### TESTO DI PARTENZA

○ ○ ○ ○

C’è una novità, almeno terminologica, nel mondo della promozione del farmaco. Si chiama tribal marketing e, a dispetto del nome, che rimanda ad atmosfere cyberpunk, ha una base assai realistica. Infatti, l’assunto è che il consumatore post-moderno chiede ai prodotti di renderlo non solo più libero dal bisogno, ma anche di metterlo in relazione con gli altri, cioè, appunto, con la tribù. Di qui l’interesse di una strategia di marketing che miri a creare una comunità di utenti. E’ evidente che questo approccio è nato nel mass-market, non certo nel mondo della salute ed è, con qualche semplificazione, il rovescio della medaglia della segmentazione del mercato, o meglio la sua esplicitazione: stabilito che un certo prodotto attirerà prevalentemente una popolazione con alcune caratteristiche demografiche e psicografiche, si chiama allo scoperto il segmento, gli si attribuisce un nome e un’identità collettiva. Anche in questo caso, però, un conto è creare una community di utenti di uno scooter (non è un esempio a caso: basti pensare a che cosa hanno significato i Vespa Club per la Piaggio), un altro creare una comunità di pazienti che assumono un certo farmaco. Eppure non è così strano come può apparire d’acchito: da sempre le associazioni di pazienti sono comunità che hanno in comune un problema medico e, verosimilmente, il “consumo” di alcuni farmaci.

○ ○ ○ ○

Record archiviati:

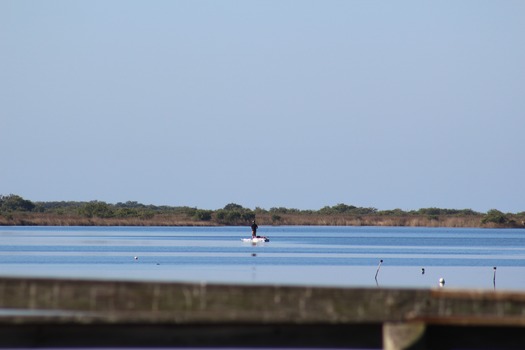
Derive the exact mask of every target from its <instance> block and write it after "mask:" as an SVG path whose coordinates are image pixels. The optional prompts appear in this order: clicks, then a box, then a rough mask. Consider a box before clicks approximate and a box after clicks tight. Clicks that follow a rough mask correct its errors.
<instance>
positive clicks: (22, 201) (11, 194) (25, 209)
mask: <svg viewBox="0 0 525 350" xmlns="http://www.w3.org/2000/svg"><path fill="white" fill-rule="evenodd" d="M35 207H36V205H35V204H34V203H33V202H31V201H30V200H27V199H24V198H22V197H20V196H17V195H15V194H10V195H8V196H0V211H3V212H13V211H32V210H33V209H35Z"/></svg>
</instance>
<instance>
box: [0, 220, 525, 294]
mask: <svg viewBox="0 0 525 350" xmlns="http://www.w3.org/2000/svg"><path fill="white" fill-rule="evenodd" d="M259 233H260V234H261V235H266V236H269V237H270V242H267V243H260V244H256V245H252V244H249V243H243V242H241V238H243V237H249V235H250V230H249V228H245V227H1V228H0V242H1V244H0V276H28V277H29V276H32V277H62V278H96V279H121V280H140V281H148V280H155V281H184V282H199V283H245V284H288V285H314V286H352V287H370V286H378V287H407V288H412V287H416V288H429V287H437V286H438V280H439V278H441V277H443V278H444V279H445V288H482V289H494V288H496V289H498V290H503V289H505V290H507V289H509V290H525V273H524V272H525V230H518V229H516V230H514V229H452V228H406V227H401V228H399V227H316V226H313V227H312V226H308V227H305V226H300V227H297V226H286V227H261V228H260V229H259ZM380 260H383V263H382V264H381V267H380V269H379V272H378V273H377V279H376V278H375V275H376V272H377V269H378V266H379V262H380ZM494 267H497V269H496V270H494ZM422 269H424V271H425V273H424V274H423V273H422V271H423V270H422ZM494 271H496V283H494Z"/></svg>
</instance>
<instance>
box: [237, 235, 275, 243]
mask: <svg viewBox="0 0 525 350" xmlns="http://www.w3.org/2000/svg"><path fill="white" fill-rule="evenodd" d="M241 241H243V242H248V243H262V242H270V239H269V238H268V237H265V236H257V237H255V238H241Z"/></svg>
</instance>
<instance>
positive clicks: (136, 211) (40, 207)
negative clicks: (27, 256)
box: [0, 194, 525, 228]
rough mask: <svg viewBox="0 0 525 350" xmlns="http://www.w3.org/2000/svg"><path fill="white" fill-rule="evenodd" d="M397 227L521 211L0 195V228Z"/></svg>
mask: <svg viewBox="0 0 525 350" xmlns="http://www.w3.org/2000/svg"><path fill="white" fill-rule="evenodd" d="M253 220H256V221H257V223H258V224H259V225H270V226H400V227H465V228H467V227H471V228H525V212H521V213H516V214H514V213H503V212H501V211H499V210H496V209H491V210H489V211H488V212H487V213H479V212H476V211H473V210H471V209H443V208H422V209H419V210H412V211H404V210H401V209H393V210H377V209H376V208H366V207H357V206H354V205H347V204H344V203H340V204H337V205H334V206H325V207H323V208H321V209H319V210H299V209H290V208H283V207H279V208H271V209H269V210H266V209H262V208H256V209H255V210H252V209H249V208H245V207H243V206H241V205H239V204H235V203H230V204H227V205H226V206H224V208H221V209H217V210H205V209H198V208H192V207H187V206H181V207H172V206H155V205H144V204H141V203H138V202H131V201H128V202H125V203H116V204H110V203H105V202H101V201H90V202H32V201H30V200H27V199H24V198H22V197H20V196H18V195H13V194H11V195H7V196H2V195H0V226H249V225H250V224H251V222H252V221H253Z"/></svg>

○ ○ ○ ○

### DA SVOLGERE
1) Stabilisci se le affermazioni (a), (b) e (c) concordano con il testo sul tribal marketing. Per ciascuna rispondi sì o no e cita alla lettera le parole decisive.
(a) Il tribal marketing è nato nel mondo della salute.
(b) Il consumatore post-moderno chiede ai prodotti anche di metterlo in relazione con gli altri.
(c) Le associazioni di pazienti sono comunità nate di recente.
2) Rispondi in breve a queste domande sul testo sul tribal marketing.
(a) Quale azienda viene nominata a proposito dei Vespa Club?
(b) Di che cosa il tribal marketing è, con qualche semplificazione, il rovescio della medaglia?
(c) Che cosa hanno in comune le associazioni di pazienti, oltre al "consumo" di alcuni farmaci?
3) Prosegui il testo sul tribal marketing a partire dalla sua ultima frase.
Questi record sono tratti da una fonte diversa.

### SOLUZIONI
1)
(a) No: "E’ evidente che questo approccio è nato nel mass-market, non certo nel mondo della salute".
(b) Sì: "ma anche di metterlo in relazione con gli altri, cioè, appunto, con la tribù".
(c) No: "da sempre le associazioni di pazienti sono comunità che hanno in comune un problema medico".

2)
(a) La Piaggio.
(b) Della segmentazione del mercato.
(c) Un problema medico.

3)
Un libro molto esplicito
E’ evidente che oggi parlare di comunità significa necessariamente parlare di Internet, e in effetti l’arrivo di questo canale di comunicazione, molto più orizzontale di quanto si creda, ha impresso una notevole accelerazione anche all’aggregazione dei pazienti, su una base assai differente dal passato, con un flusso di informazioni sempre maggiore, ma anche un contatto più diretto tra paziente e azienda. Nello scenario europeo, poi, è risaputo che molto spesso le associazioni di pazienti sono state uno degli interlocutori delle aziende. A complicare le cose, negli Stati Uniti, viene poi la pubblicità diretta al consumatore (DTC), che in molti casi ha esasperato il concetto, dando luogo alla nascita di quelle che Greg Critser ha battezzato “tribù farmaceutiche”. Critser, per inciso, è un giornalista scientifico, molto addentro al mondo dell’industria farmaceutica e alimentare, che già nel 2003 pubblicò un libro dedicato all’epidemia di obesità negli Stati Uniti, (Fat Land : How Americans Became the Fattest People in the World) e nel 2005 ha dato alle stampe Generation Rx : How Prescription Drugs Are Altering American Lives, Minds, and Bodies. Ed è appunto da questo testo che proviene la definizione riportata prima. Secondo Critser la promozione diretta al cittadino-consumatore-paziente ha modificato profondamente lo stile di vita almeno di gruppi consistenti. In particolare, cita tre di queste tribù farmaceutiche.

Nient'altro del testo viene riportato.